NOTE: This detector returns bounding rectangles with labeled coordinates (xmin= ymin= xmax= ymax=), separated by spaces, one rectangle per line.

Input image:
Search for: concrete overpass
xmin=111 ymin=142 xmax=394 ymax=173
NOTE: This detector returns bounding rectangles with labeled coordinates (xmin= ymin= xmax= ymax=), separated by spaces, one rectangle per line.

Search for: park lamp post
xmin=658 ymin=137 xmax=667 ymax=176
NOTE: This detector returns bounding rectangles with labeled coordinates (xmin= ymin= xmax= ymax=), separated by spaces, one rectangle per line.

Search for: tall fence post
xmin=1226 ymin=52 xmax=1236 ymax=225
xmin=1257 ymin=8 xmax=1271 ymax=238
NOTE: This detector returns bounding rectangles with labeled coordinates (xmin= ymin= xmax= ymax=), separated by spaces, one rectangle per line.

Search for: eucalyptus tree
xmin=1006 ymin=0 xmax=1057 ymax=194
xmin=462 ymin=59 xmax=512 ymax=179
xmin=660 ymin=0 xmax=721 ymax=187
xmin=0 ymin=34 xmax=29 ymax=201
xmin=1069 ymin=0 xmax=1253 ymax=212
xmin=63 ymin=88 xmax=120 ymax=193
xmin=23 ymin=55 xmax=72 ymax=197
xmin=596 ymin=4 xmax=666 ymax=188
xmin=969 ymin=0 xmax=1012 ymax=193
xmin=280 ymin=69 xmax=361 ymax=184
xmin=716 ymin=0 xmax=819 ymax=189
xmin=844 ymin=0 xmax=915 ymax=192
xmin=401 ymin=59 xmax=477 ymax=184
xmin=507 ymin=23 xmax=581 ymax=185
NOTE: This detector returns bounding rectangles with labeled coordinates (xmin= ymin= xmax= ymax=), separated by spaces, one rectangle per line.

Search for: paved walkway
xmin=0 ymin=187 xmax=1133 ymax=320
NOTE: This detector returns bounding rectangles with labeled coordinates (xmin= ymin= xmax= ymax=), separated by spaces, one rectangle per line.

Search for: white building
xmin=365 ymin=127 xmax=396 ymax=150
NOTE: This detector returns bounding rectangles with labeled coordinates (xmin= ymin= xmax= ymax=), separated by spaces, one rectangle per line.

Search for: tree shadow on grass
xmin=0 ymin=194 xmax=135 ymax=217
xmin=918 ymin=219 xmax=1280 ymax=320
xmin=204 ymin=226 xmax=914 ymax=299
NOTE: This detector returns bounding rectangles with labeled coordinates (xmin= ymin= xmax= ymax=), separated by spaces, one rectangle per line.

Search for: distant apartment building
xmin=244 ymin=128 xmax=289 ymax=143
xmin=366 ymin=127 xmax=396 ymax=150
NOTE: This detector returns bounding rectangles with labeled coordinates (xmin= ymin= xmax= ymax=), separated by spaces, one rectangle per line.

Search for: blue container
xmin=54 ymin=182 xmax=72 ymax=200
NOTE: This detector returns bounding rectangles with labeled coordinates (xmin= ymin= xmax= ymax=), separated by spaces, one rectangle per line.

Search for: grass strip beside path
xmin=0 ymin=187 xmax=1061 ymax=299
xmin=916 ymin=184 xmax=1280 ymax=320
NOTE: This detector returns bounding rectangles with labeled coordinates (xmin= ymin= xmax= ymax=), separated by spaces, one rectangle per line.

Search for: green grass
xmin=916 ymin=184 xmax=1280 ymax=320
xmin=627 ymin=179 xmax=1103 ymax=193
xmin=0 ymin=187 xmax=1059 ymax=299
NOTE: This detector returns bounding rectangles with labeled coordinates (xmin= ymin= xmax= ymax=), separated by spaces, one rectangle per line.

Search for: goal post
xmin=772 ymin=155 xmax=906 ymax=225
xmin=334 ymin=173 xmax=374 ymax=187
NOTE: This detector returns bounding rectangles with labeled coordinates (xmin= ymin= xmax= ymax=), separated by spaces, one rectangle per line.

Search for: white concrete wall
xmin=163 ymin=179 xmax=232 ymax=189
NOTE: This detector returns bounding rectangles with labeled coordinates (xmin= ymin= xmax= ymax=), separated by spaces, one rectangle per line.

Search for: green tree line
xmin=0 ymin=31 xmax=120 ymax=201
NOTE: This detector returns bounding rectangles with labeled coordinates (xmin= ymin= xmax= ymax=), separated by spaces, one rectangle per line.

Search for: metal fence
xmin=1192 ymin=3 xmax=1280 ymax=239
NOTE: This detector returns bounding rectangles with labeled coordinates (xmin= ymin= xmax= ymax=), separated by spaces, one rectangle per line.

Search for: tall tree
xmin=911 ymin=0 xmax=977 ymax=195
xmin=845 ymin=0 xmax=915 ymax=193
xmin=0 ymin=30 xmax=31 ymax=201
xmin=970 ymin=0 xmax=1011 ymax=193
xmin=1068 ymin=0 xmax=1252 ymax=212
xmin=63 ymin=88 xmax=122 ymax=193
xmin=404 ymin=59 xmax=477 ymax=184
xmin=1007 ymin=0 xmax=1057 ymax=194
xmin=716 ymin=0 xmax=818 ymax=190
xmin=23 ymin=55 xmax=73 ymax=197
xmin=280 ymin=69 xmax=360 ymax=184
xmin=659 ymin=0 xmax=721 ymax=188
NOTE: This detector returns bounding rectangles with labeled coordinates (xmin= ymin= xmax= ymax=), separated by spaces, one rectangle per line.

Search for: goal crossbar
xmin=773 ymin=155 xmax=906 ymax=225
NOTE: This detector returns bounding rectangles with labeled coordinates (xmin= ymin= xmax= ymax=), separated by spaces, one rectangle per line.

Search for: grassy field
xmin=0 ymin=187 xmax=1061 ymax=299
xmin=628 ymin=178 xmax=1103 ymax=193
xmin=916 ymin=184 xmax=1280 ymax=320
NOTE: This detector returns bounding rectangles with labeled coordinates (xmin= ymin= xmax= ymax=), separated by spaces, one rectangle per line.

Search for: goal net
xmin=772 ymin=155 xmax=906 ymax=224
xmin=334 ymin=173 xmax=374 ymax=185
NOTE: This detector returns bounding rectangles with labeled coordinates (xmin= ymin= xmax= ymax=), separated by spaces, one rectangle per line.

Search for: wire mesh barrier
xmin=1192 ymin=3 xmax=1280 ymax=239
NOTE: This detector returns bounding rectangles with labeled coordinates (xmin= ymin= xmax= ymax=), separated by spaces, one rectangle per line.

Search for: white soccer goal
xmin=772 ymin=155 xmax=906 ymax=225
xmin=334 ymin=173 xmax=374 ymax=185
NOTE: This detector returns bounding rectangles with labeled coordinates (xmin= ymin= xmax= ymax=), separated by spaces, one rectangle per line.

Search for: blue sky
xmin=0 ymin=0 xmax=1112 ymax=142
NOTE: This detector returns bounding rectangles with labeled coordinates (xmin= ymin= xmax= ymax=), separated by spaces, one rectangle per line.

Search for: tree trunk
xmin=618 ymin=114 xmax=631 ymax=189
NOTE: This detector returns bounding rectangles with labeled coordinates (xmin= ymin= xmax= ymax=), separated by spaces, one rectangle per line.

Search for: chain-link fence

● **What you will do**
Turn every line of the records above into one numbered list, and drop the blank lines.

● **Right answer**
1. NOTE: This detector returns bounding rectangles with labeled coordinates (xmin= ymin= xmax= ymax=), separated by spaces, one rectangle per line.
2. Input image:
3. Search for: concrete overpass
4. xmin=111 ymin=142 xmax=394 ymax=173
5. NOTE: This detector returns bounding rectangles with labeled coordinates (xmin= ymin= xmax= ymax=), separated by spaces, one rectangle per line.
6. Search for: park lamp post
7. xmin=658 ymin=137 xmax=667 ymax=176
8. NOTE: This detector returns bounding rectangles with labeled coordinates (xmin= ymin= xmax= ymax=), separated by spaces, one rectangle per line.
9. Search for: tall fence post
10. xmin=1226 ymin=52 xmax=1236 ymax=225
11. xmin=1257 ymin=8 xmax=1271 ymax=238
12. NOTE: This detector returns bounding rectangles with labeled coordinates (xmin= ymin= xmax= ymax=), separated by spaces, one rectangle per line.
13. Search for: eucalyptus tree
14. xmin=1006 ymin=0 xmax=1057 ymax=194
15. xmin=462 ymin=59 xmax=512 ymax=179
16. xmin=660 ymin=0 xmax=721 ymax=187
17. xmin=0 ymin=34 xmax=29 ymax=201
18. xmin=1069 ymin=0 xmax=1253 ymax=212
19. xmin=63 ymin=88 xmax=120 ymax=193
20. xmin=23 ymin=55 xmax=72 ymax=197
21. xmin=596 ymin=4 xmax=666 ymax=188
22. xmin=969 ymin=0 xmax=1012 ymax=193
23. xmin=280 ymin=69 xmax=361 ymax=184
24. xmin=716 ymin=0 xmax=819 ymax=189
25. xmin=844 ymin=0 xmax=915 ymax=192
26. xmin=401 ymin=59 xmax=477 ymax=184
27. xmin=507 ymin=23 xmax=581 ymax=185
28. NOTE: This detector returns bounding rectangles with labeled coordinates (xmin= ymin= xmax= ymax=), separated by spaces, one rectangle per line.
29. Search for: paved walkway
30. xmin=0 ymin=187 xmax=1133 ymax=320
31. NOTE: This detector returns bounding rectangles with labeled coordinates (xmin= ymin= xmax= ymax=), separated by spaces, one rectangle per line.
32. Search for: white building
33. xmin=365 ymin=127 xmax=396 ymax=150
34. NOTE: This detector returns bounding rectangles with labeled coordinates (xmin= ymin= xmax= ymax=), separated by spaces, one rectangle per line.
35. Search for: tree shadow on grass
36. xmin=0 ymin=194 xmax=135 ymax=217
37. xmin=918 ymin=219 xmax=1280 ymax=320
38. xmin=204 ymin=226 xmax=914 ymax=299
39. NOTE: This detector returns bounding rectangles with labeled coordinates (xmin= ymin= xmax= ymax=), separated by spaces, one rectangle per line.
40. Search for: distant apartment building
41. xmin=244 ymin=128 xmax=289 ymax=143
42. xmin=366 ymin=127 xmax=396 ymax=150
43. NOTE: This detector returns bounding rectangles with labeled coordinates (xmin= ymin= xmax= ymax=), separated by spaces, one rectangle per line.
44. Search for: blue container
45. xmin=54 ymin=182 xmax=72 ymax=200
46. NOTE: This detector returns bounding rectangles with labeled coordinates (xmin= ymin= xmax= ymax=), separated by spaces, one rectangle per line.
47. Search for: grass strip beside path
48. xmin=0 ymin=187 xmax=1061 ymax=299
49. xmin=916 ymin=184 xmax=1280 ymax=320
50. NOTE: This detector returns bounding rectangles with labeled coordinates (xmin= ymin= xmax= ymax=), separated by spaces, one rectangle per line.
51. Search for: green grass
52. xmin=916 ymin=184 xmax=1280 ymax=320
53. xmin=627 ymin=179 xmax=1103 ymax=193
54. xmin=0 ymin=187 xmax=1059 ymax=299
55. NOTE: This detector returns bounding rectangles with labeled coordinates (xmin= ymin= xmax= ymax=), separated by spaces, one rectangle per line.
56. Search for: goal post
57. xmin=772 ymin=155 xmax=906 ymax=225
58. xmin=334 ymin=173 xmax=374 ymax=187
59. NOTE: This detector returns bounding rectangles with labeled coordinates (xmin= ymin= xmax= ymax=), separated by spaces, one rectangle per line.
60. Search for: white concrete wall
61. xmin=163 ymin=179 xmax=232 ymax=189
62. NOTE: This detector returns bounding rectangles with labeled coordinates (xmin= ymin= xmax= ymax=), separated by spaces, one rectangle per line.
63. Search for: green tree line
64. xmin=0 ymin=31 xmax=120 ymax=201
65. NOTE: This detector returns bounding rectangles with labeled coordinates (xmin= ymin= xmax= ymax=), separated by spaces, one rectangle per line.
66. Search for: metal fence
67. xmin=1192 ymin=3 xmax=1280 ymax=239
68. NOTE: This detector returns bounding rectangles with labeled coordinates (xmin= ymin= xmax= ymax=), separated by spaces, one rectangle per line.
69. Search for: tall tree
70. xmin=911 ymin=0 xmax=977 ymax=195
71. xmin=845 ymin=0 xmax=915 ymax=193
72. xmin=0 ymin=30 xmax=31 ymax=201
73. xmin=970 ymin=0 xmax=1011 ymax=193
74. xmin=1068 ymin=0 xmax=1252 ymax=212
75. xmin=63 ymin=88 xmax=122 ymax=193
76. xmin=404 ymin=59 xmax=477 ymax=184
77. xmin=1007 ymin=0 xmax=1057 ymax=194
78. xmin=716 ymin=0 xmax=818 ymax=190
79. xmin=23 ymin=55 xmax=73 ymax=197
80. xmin=280 ymin=69 xmax=360 ymax=184
81. xmin=659 ymin=0 xmax=721 ymax=188
82. NOTE: This detector returns bounding rectangles with labeled coordinates (xmin= ymin= xmax= ymax=), separated by spaces, one rectangle per line.
83. Search for: goal crossbar
84. xmin=773 ymin=155 xmax=906 ymax=225
85. NOTE: This detector returns bounding rectangles with labeled coordinates (xmin= ymin= xmax= ymax=), separated by spaces, one rectangle per line.
86. Search for: grassy field
87. xmin=0 ymin=187 xmax=1061 ymax=299
88. xmin=628 ymin=178 xmax=1103 ymax=193
89. xmin=916 ymin=184 xmax=1280 ymax=320
90. NOTE: This detector returns bounding rectangles with labeled coordinates (xmin= ymin= xmax= ymax=), separated by spaces, one rectangle per line.
91. Search for: goal net
92. xmin=772 ymin=155 xmax=906 ymax=224
93. xmin=334 ymin=173 xmax=374 ymax=185
94. NOTE: This detector returns bounding rectangles with labeled coordinates (xmin= ymin= xmax= ymax=), separated by spaces, one rectangle per line.
95. Search for: wire mesh barrier
96. xmin=1192 ymin=3 xmax=1280 ymax=239
97. NOTE: This detector returns bounding rectangles with labeled coordinates (xmin= ymin= xmax= ymax=), separated by spaces, one rectangle per line.
98. Search for: white soccer goal
99. xmin=772 ymin=155 xmax=906 ymax=225
100. xmin=334 ymin=173 xmax=374 ymax=185
101. NOTE: This detector returns bounding rectangles with labeled coordinates (xmin= ymin= xmax= ymax=), separated by spaces, one rectangle per line.
102. Search for: blue sky
103. xmin=0 ymin=0 xmax=1112 ymax=142
104. NOTE: This detector returns bounding rectangles with labeled coordinates (xmin= ymin= xmax= ymax=), separated by spaces, one rectangle per line.
105. Search for: tree trunk
106. xmin=618 ymin=114 xmax=631 ymax=189
107. NOTE: This detector returns bounding rectangles with labeled coordinates (xmin= ymin= xmax= ymax=), separated by spaces, one rectangle per line.
108. Search for: chain-link fence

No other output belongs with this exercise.